____ Material provided

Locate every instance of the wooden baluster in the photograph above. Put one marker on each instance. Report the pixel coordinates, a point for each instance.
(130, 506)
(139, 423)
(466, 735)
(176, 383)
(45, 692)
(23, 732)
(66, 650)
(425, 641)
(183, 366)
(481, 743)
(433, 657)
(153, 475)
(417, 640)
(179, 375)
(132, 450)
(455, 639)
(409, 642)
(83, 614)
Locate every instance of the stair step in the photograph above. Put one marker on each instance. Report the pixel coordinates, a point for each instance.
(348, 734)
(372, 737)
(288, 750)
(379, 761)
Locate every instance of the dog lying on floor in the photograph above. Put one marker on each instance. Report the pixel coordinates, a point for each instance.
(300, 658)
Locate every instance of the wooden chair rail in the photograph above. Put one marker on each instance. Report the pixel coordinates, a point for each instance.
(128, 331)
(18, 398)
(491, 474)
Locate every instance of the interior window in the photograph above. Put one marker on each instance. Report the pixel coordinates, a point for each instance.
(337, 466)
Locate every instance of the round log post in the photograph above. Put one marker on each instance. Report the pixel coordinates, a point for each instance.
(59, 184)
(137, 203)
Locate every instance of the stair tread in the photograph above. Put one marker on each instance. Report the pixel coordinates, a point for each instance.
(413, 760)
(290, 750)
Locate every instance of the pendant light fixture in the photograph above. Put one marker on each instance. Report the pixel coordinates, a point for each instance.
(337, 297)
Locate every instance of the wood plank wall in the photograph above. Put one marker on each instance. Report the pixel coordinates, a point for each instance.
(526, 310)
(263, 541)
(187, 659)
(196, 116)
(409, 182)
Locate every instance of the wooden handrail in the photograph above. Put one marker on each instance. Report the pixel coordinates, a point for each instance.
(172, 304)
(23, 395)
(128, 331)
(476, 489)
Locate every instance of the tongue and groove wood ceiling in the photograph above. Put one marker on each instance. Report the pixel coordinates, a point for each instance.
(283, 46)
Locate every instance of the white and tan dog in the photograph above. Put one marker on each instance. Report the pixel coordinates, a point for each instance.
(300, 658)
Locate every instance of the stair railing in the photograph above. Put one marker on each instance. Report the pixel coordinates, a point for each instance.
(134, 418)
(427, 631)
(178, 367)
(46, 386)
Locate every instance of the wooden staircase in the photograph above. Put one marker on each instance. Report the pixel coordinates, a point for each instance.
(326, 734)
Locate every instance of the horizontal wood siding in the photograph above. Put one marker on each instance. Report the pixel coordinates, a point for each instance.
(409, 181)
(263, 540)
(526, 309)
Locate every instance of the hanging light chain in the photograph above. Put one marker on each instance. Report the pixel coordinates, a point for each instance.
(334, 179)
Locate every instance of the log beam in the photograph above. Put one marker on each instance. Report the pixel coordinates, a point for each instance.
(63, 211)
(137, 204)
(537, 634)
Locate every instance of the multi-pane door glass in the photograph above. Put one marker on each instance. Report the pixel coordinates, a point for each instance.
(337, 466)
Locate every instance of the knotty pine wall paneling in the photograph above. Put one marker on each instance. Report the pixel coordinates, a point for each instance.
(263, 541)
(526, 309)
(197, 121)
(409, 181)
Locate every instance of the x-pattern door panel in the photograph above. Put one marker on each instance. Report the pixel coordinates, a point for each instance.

________

_Description of the task_. Reproduce the entire listing so that it matches the original in every line.

_Result of this exercise_.
Locate every instance of the wooden baluster in the photograph above. Put one marker on each instance. Report the pixel coordinates, a point for each instance.
(130, 506)
(139, 423)
(466, 735)
(176, 383)
(45, 692)
(23, 732)
(66, 650)
(425, 641)
(183, 366)
(481, 743)
(433, 657)
(153, 475)
(417, 640)
(179, 375)
(132, 450)
(455, 639)
(409, 642)
(83, 614)
Locate every instance of the stair step in the photograph above. Put one marker on each instance. Report the pixel coordinates, a point for each instance.
(348, 734)
(372, 737)
(288, 750)
(379, 761)
Locate every instance of the dog lying on floor in the photograph above. Put one marker on each instance. Report the pixel coordinates, a point for each instance.
(300, 658)
Locate every instance of the wooden chair rail in the photograph above. Put one marker on each instance. Report the pixel coordinates, a point for each instance.
(128, 331)
(18, 398)
(491, 474)
Locate every instance of the interior window in the photograph above. Put one marker on each instance. Report the pixel coordinates, a point for each instance.
(337, 466)
Locate every instance of the round log post in the photograph above. Put one marker on each instance. Report the pixel coordinates, a point for each instance.
(59, 184)
(137, 203)
Locate every instance of the stair tread in the photograph above. Put one marker on each instance. Report the pixel coordinates, a point for each instance.
(413, 760)
(290, 750)
Locate every instance of the pendant light fixture in the photograph above. Put one marker on each instance. Report the pixel coordinates, a point for each instance.
(337, 297)
Locate every instance of the wood plank wall in the photograph above. Put one marker on each instance. Report the pixel coordinates, a point for each instance.
(526, 310)
(263, 541)
(187, 659)
(196, 116)
(409, 182)
Locate every instance of the wooden handrail in the photograph above. Put one marker on each instance. Report the pixel coordinates, a point for each instance.
(172, 304)
(23, 395)
(128, 331)
(476, 489)
Locate every instance of the tongue and groove wood ceiling in the photograph above. Put one marker on each instance. Report the pixel coordinates, a point for each instance.
(283, 46)
Locate every instance of the white and tan dog in the photograph above. Put one marker on each instance. Report the pixel coordinates, a point for each instance.
(300, 658)
Locate every instance of the stair railing in the photograph above. Put one marker on each instance. Report the pixel coordinates, a point for each instance.
(134, 418)
(427, 631)
(178, 367)
(46, 386)
Locate every instance of the wooden staircase in the photograph above. Put one marker on each instance. Report the pixel coordinates, a point for each instance.
(326, 734)
Locate every instance of the horizontal wood siding in the photograph above. Put one marker on each instance. Report the pixel coordinates, a point for each instance.
(409, 181)
(263, 540)
(526, 309)
Locate every instance of the hanging light chain in the photograph above. Put one marker on each instance. Report the pixel coordinates, a point for each instance.
(334, 179)
Locate every instance of the log beam in the photograph above. Put one marker on each instance. Report the pixel coordinates, a point for each instance.
(63, 211)
(137, 204)
(537, 634)
Locate every instance of the multi-pane door glass in the photograph above. Put one marker on each instance. Report the pixel coordinates, a point for each instance.
(337, 466)
Locate every instance of the knotty pine wall paneling in the photograph above. Put one marker on each instance. Report the pixel coordinates, a point for each instance.
(263, 541)
(526, 309)
(197, 121)
(409, 181)
Locate every instance of the x-pattern door panel in the photograph above. Put one marker on each instance. Report the pixel coordinates, a point for each instance.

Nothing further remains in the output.